[Saved data entries]
• • • •

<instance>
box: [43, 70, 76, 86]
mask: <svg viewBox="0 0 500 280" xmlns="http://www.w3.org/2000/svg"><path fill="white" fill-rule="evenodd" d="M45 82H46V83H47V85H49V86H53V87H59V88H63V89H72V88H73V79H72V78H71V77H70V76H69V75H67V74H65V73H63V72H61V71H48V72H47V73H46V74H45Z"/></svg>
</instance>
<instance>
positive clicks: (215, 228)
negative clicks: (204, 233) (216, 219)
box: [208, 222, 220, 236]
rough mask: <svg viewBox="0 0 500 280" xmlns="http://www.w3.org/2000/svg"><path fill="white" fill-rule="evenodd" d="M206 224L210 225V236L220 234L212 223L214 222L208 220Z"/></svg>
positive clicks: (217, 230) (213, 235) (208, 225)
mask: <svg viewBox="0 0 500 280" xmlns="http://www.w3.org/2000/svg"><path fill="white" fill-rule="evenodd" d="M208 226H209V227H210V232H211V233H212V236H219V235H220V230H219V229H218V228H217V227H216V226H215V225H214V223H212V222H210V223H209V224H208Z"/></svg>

• • • •

:: What to work on ::
Nothing in the records may be altered; restate them word for word.

:: Finished exercise ::
<instance>
box: [43, 70, 76, 86]
mask: <svg viewBox="0 0 500 280" xmlns="http://www.w3.org/2000/svg"><path fill="white" fill-rule="evenodd" d="M45 82H46V83H47V85H49V86H53V87H59V88H63V89H72V88H73V79H72V78H71V77H70V76H69V75H67V74H65V73H63V72H61V71H48V72H47V73H46V74H45Z"/></svg>
</instance>
<instance>
positive clicks: (215, 228)
negative clicks: (204, 233) (216, 219)
box: [208, 222, 220, 236]
rough mask: <svg viewBox="0 0 500 280" xmlns="http://www.w3.org/2000/svg"><path fill="white" fill-rule="evenodd" d="M206 224L210 225V236L220 234L212 223L214 222L208 220Z"/></svg>
positive clicks: (217, 230) (213, 235) (208, 225)
mask: <svg viewBox="0 0 500 280" xmlns="http://www.w3.org/2000/svg"><path fill="white" fill-rule="evenodd" d="M208 226H209V227H210V232H211V233H212V236H219V235H220V230H219V229H218V228H217V227H216V226H215V225H214V223H212V222H210V223H209V224H208Z"/></svg>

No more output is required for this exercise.